The records below:

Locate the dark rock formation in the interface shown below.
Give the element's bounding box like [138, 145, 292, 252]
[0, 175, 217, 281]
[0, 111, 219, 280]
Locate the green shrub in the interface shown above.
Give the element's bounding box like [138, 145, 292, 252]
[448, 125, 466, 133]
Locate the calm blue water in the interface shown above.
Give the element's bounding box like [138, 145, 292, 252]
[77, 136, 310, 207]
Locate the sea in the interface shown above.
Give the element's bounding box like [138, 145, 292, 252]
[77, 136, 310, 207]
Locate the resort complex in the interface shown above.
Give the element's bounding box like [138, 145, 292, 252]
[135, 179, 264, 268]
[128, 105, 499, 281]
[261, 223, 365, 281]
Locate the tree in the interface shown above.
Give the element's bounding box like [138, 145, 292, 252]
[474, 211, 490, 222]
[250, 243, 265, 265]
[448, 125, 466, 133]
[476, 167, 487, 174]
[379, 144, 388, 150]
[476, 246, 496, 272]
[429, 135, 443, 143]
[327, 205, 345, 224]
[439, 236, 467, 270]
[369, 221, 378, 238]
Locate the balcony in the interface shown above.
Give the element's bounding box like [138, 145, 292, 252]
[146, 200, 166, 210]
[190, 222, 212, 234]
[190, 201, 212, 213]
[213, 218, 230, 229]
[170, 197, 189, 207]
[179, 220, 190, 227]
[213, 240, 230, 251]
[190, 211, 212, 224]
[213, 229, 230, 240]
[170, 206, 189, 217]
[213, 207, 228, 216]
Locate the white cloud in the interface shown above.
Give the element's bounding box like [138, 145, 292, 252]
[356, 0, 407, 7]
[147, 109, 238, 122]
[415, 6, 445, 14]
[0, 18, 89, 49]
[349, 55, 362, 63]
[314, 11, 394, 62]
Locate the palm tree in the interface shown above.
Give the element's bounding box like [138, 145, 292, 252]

End of The records.

• _What needs to be done_: Report each line in the preceding entries that holds the string "shown".

• _Expected answer_:
Locate the dark rock formation in the interface shown below.
Locate the green shrub in the interface shown above.
Locate the calm blue water in the interface shown above.
Locate the sea in the interface shown above.
Locate the resort complex in the interface shown above.
Locate the tree in the interface shown above.
Locate the balcony in the interface shown above.
Locate the white cloud in the interface shown above.
Locate the palm tree in the interface shown above.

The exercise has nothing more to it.